BEGIN Records for the task
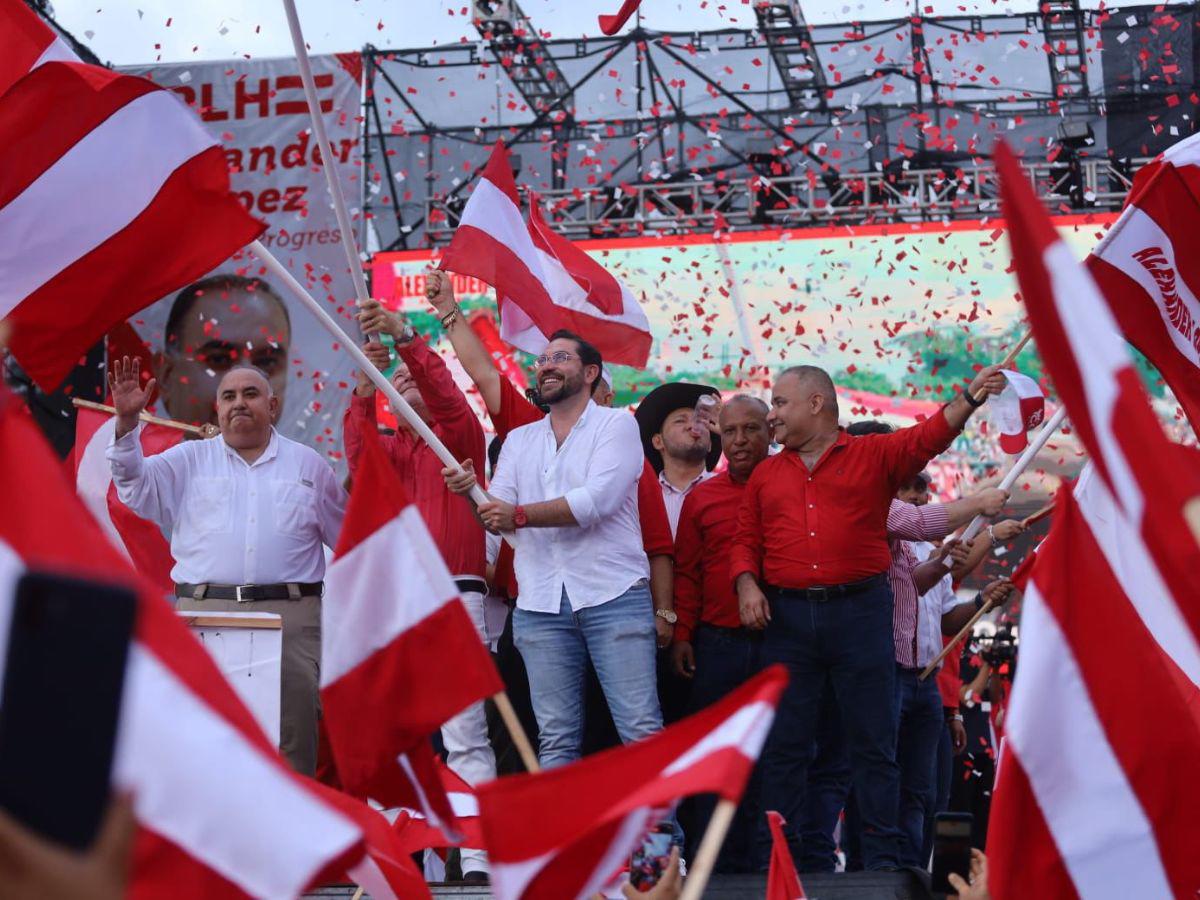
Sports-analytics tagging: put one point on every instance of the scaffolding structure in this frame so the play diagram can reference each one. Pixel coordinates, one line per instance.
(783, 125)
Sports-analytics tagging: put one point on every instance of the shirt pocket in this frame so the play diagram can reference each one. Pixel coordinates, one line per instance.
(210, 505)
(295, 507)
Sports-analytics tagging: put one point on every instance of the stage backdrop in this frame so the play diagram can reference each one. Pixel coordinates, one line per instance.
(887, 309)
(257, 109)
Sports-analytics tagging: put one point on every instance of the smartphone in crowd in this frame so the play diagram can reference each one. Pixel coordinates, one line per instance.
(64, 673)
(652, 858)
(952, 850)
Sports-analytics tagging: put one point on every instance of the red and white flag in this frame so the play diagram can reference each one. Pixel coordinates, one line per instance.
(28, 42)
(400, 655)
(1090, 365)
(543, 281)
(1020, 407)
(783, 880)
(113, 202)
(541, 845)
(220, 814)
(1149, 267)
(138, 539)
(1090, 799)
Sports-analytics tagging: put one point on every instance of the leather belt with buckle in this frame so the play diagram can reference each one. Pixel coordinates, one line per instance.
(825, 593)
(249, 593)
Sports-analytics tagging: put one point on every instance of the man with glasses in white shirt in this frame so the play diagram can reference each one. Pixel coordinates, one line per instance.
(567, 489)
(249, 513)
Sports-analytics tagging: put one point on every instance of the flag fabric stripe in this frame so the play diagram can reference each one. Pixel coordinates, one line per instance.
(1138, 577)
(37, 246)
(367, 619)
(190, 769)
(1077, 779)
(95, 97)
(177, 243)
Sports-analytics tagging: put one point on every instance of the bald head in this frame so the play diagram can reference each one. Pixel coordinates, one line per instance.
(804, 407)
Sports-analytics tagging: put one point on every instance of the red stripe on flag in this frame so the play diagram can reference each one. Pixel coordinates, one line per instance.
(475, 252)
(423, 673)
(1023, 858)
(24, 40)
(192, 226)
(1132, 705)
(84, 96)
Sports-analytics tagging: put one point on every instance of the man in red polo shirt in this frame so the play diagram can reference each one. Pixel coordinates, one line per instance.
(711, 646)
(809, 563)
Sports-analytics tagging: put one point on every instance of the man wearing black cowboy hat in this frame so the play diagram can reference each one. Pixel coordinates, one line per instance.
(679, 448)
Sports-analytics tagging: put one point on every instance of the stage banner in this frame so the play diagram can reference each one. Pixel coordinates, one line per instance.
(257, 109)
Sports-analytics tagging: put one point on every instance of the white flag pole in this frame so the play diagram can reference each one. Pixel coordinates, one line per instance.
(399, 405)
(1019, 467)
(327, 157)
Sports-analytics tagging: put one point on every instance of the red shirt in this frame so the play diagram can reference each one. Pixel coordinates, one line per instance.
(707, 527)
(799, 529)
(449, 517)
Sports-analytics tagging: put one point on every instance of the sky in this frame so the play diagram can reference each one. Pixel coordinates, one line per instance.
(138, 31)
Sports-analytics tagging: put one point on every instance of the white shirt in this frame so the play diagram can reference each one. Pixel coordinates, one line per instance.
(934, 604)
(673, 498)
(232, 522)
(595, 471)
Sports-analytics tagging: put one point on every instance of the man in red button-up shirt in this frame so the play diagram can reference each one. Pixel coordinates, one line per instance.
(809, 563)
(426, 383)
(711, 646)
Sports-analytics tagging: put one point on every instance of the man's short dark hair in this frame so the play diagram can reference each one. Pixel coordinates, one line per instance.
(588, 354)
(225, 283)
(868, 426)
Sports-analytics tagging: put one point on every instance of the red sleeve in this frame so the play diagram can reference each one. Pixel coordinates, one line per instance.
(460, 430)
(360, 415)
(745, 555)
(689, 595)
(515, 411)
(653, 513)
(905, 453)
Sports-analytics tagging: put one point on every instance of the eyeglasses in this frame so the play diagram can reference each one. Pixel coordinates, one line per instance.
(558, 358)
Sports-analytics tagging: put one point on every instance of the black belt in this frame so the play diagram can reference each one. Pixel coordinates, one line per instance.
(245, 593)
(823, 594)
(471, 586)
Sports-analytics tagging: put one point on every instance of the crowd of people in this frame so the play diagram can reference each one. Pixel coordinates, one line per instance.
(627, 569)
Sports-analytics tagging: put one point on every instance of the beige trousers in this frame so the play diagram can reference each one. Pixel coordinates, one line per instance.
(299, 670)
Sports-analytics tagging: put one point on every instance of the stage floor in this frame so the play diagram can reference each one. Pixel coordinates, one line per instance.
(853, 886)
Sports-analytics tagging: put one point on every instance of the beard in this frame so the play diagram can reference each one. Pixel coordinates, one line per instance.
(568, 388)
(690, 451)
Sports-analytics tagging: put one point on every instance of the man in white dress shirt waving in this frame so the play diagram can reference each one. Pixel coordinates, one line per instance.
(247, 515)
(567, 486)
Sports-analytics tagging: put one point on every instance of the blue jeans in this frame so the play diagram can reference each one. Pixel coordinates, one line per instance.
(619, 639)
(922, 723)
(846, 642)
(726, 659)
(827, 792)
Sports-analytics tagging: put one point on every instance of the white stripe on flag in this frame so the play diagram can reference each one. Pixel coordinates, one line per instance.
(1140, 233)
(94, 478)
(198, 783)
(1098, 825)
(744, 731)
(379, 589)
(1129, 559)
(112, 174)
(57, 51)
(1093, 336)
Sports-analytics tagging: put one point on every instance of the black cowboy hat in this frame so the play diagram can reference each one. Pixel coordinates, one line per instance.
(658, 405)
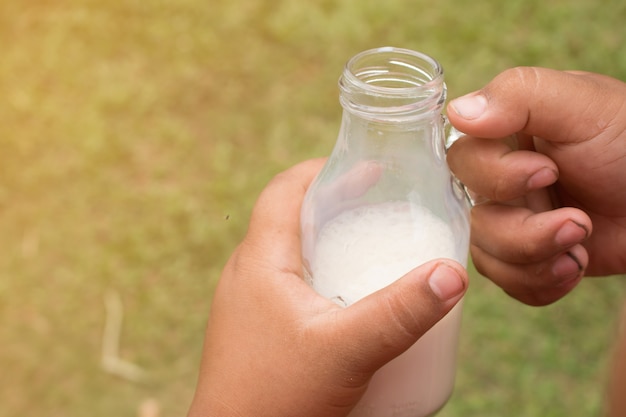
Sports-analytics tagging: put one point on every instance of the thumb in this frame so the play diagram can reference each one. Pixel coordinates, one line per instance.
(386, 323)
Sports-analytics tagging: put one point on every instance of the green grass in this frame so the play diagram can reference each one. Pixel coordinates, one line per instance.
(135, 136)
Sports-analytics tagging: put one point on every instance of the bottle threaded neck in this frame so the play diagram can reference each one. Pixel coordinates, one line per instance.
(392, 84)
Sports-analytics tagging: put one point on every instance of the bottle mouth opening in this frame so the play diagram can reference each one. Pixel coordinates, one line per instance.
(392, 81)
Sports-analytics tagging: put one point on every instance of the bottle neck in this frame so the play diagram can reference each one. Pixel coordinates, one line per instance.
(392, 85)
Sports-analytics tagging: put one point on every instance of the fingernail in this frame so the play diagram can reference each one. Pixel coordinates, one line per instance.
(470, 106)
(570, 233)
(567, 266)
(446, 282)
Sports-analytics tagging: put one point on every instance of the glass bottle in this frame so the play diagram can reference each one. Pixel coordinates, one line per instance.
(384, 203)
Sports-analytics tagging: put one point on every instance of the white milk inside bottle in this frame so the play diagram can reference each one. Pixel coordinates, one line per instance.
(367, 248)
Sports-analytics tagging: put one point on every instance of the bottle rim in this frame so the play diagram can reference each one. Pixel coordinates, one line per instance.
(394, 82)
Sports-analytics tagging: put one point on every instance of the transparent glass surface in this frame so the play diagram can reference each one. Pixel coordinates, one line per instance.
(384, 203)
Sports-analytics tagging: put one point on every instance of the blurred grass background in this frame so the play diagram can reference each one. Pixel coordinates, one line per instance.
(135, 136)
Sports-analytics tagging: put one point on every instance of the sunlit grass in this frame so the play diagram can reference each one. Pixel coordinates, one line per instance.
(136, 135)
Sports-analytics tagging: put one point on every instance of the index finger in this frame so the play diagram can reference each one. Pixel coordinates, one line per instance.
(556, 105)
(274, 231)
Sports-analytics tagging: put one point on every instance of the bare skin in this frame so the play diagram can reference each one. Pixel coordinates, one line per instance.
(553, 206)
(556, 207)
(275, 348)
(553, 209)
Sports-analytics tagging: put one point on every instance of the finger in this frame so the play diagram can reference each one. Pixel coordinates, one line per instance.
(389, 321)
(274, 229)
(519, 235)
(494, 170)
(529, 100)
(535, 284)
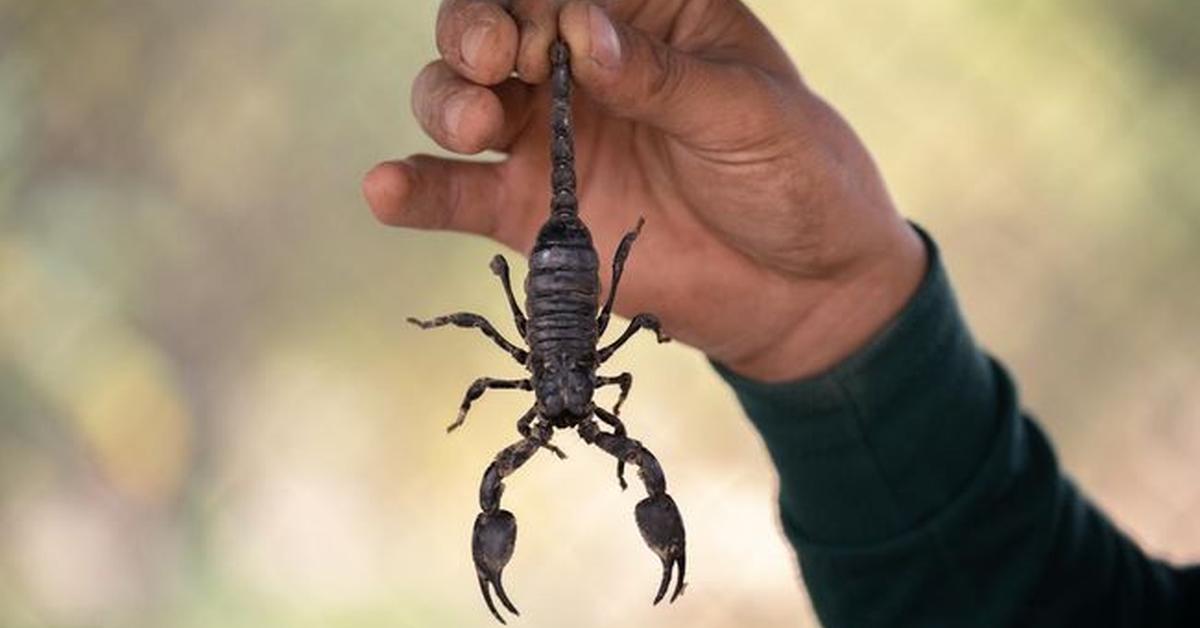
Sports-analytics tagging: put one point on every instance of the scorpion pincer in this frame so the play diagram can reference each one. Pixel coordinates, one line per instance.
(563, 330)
END Records for the task
Activity
Your copy should hold only the lines running from the one that contains "of the fingernail" through the final line of the data; transcribe them exactly, both ends included, and leave pictures out.

Response to the exercise
Sports-analytics tagging: put one point on every instance of the fingernail in this frame so the play diagram can reference each one. Pixel coordinates, one line per instance.
(470, 106)
(570, 233)
(567, 266)
(446, 282)
Sports-analytics tagging: put one point on every instance of the glass bottle in this frame so the play diagram can reference each one. Pixel coordinates, one line per instance.
(384, 203)
Sports-analytics tagging: put one point on every instance of the white milk inside bottle in this frame so the play diagram can reference each one. Pixel coordinates, one line per instance.
(367, 248)
Sports-analytics tagging: put one point on every instance of the bottle rim in this frame so the play diagram can reference each one. Pixel coordinates, one line per instance.
(394, 82)
Sports-analytics tagging: put one point on every instance of the transparent glass surface in this frame so the play diagram can reference each one. Pixel coordinates, one line per instance.
(384, 203)
Sports-analytics tagging: put one point on every instance of the blurred grass background in this frame so the play diagram can reference each one. Pixel coordinates, one line per instance.
(135, 136)
Sports-analytics tagging: put one point on every instance of the sunlit grass in this frame so the play diagram can reference each one. Pixel coordinates, one line per instance.
(136, 135)
Sports-analytics tagging: put one point on every instance of the index finger in this frame so the play diagram can reference each one. Pixel coordinates, one line per instance.
(556, 105)
(274, 231)
Sports-analytics tagging: put one point on every instance of the bare skin in this frame so the play diagram can reference each one. Pixel coordinates, one line per instance.
(553, 206)
(556, 207)
(275, 348)
(553, 209)
Sports-analytics tagging: put one point on every instance of the finger in this frame so the play diagram can reference each one. Pixel coordinates, one line per instance.
(389, 321)
(274, 229)
(519, 235)
(494, 170)
(529, 100)
(535, 284)
Sports-analytics tagging: put one point on every instance of the scorpion pincer in this frame so the play diagram can reference each one. Pixel coordinates, one line per instance.
(563, 330)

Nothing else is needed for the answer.